▶ [TEXTAUSZUG]:
──────────────────────────────

Anmerkungen zur neuen „Pepsi“ 116719BLRO
Liebe Rolex-Fans,
nun ist es also endlich soweit, Rolex hat auf der Baselworld 2014 zur (zunächst überwiegend) großen Freude der Fangemeinde eine neue GMT-Master II mit der so lange erwarteten blau/roten „Pepsi“-Lünette vorgestellt.
Aber was ist das?! Die neue „Pepsi“ ist nur in einer Weißgoldversion lieferbar und der Preis ist daher naturgemäß „etwas“ höher als für eine Stahluhr. Der Schock sitzt tief, der Unmut ist groß und Rolex wird von einigen Mitgliedern als arrogant, völlig verrückt und geistig umnachtet bezeichnet. Bei genauerer Betrachtung stellt sich aber heraus, daß die Entscheidung eine „Pepsi“ in Weißgold auf den Markt zu bringen nur konsequent ist. Und dies hat technische und damit verbunden natürlich auch wirtschaftliche Gründe, die ich versuchen werde in diesem (sehr textlastigen) Beitrag zu erläutern.

──────────────────────────────

▶ [AUSGELESENE DATEN]:
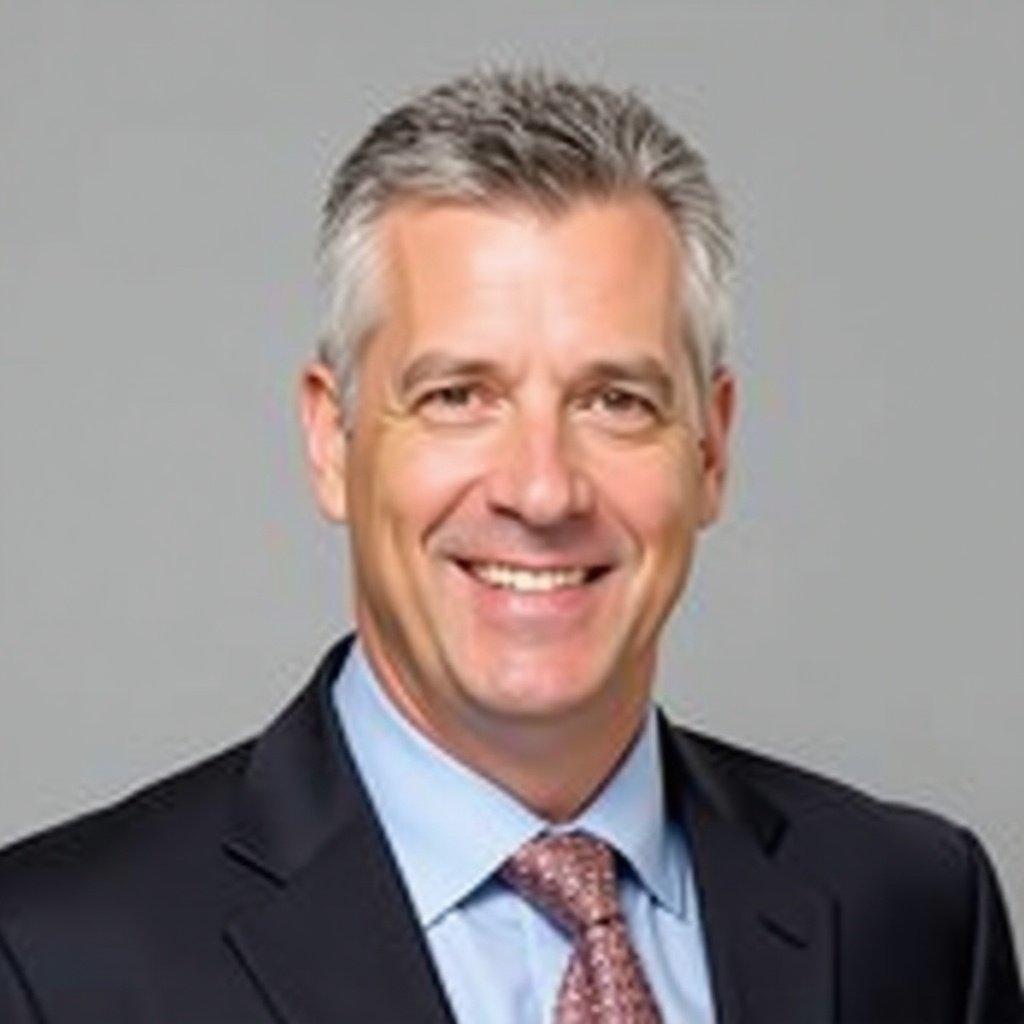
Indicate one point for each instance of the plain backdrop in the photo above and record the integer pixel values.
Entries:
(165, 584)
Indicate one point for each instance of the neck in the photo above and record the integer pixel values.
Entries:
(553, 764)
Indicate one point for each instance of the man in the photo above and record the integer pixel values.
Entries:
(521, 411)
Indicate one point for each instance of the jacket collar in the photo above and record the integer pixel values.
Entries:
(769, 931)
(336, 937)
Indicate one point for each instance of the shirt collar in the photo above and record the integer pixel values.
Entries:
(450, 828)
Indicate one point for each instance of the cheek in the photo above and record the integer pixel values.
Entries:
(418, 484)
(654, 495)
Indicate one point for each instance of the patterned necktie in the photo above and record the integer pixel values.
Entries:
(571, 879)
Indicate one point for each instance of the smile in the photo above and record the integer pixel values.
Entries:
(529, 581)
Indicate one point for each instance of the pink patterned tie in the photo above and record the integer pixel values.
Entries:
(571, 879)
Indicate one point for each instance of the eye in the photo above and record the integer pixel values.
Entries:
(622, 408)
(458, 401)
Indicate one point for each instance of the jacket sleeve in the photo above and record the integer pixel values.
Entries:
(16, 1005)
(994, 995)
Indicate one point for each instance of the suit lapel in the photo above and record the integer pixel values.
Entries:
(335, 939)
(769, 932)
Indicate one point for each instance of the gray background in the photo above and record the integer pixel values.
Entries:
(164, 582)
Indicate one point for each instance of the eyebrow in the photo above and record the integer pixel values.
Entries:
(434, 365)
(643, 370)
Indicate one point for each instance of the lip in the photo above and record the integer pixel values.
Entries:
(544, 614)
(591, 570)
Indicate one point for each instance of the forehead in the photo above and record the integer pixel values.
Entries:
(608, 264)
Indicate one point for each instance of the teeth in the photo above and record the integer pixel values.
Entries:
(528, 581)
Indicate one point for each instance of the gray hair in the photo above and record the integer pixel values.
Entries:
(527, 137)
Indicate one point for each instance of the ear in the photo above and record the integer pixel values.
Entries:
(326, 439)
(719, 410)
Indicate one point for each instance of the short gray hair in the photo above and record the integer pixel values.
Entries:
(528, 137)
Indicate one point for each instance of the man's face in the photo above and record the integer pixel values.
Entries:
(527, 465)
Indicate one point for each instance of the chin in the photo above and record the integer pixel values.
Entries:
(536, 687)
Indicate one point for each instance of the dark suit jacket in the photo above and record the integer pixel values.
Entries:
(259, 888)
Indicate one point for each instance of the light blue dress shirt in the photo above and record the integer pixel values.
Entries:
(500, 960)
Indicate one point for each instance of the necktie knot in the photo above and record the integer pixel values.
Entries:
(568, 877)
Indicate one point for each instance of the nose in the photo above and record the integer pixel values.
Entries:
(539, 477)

──────────────────────────────

▶ [ZIEL DER AUFGABE]: Führe den Beitrag zur neuen „Pepsi“ 116719BLRO im Anschluss an seinen letzten Satz weiter.

▶ [LÖSUNG]:
Bereits vor einem Jahr habe ich in einem anderen Beitrag zum Ausdruck gebracht, daß das große Problem in der Keramikfarbe „rot“ liegt. Die Verfahren zur Herstellung von schwarzer, blauer oder auch grüner Keramik sind seit längerem bekannt und diese Keramikfarben sind mit einem einigermaßen vertretbaren Aufwand herzustellen. Bisher war es jedoch nicht gelungen rote Keramik zu erzeugen, aber Rolex hat vor einiger Zeit ein ausgesprochen komplexes Verfahren zur Herstellung roter Keramik patentieren lassen. Nachfolgend erlaube ich mir kurz aus der Patentschrift zu zitieren, um die Problematik der roten Keramik zu verdeutlichen:
“In particular, it is difficult, if not impossible, to obtain to date certain ranges or varieties of red that are strong, bright and stable through time. Numerous tests have been done in this matter, including using coated nanoparticles, especially silica-coated nanoparticles as pigments, but the final ceramics obtained are still known to have muddy and "dirty" colors, rather similar to an undefined brown. The object of the invention precisely aims to overcome these disadvantages by precisely proposing timepiece components, jewels or jewelry pieces made in ceramic in the entire range of desired colors, particularly in the red range.”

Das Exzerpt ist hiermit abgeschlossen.